# [Exercise]
Rewrite the data starting at the line containing "Task: for the roadway count, mark the recessed" and ending at the close of the data, replacing "storage drawer unit" with "drawer cabinet" and leaving everything else unchanged.

:::::

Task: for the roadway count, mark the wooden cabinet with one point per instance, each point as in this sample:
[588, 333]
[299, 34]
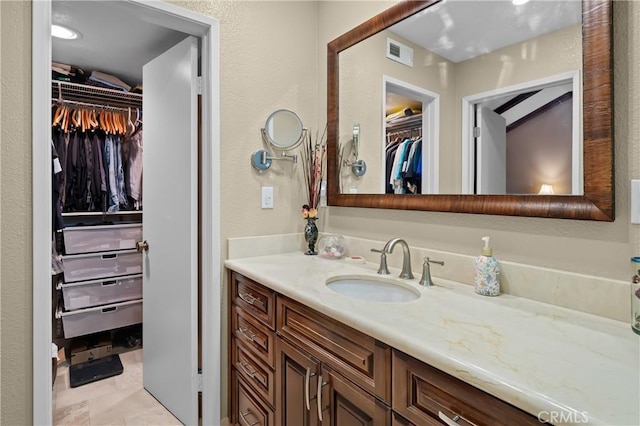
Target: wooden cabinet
[293, 366]
[297, 384]
[311, 393]
[251, 353]
[343, 403]
[423, 394]
[356, 356]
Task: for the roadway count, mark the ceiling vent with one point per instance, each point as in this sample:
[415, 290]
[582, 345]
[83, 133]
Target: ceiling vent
[399, 52]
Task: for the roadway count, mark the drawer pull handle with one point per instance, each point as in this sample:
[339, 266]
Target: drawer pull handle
[452, 421]
[247, 369]
[249, 335]
[244, 420]
[307, 386]
[321, 383]
[248, 297]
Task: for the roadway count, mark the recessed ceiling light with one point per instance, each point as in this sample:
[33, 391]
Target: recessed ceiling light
[64, 32]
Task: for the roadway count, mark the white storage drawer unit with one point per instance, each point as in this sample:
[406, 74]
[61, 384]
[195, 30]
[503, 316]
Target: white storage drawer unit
[92, 266]
[101, 318]
[84, 294]
[87, 239]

:::::

# [Solved exercise]
Task: for the roadway count, mark the recessed ceiling light with one point per instance, each point as in this sample:
[33, 391]
Target: recessed ceiling light
[64, 32]
Task: for the roadway count, mark the white drawer cabinet with one point per instance, each point as in this sample:
[406, 74]
[61, 384]
[195, 30]
[503, 316]
Target: white drawer cabinet
[92, 266]
[101, 318]
[84, 294]
[87, 239]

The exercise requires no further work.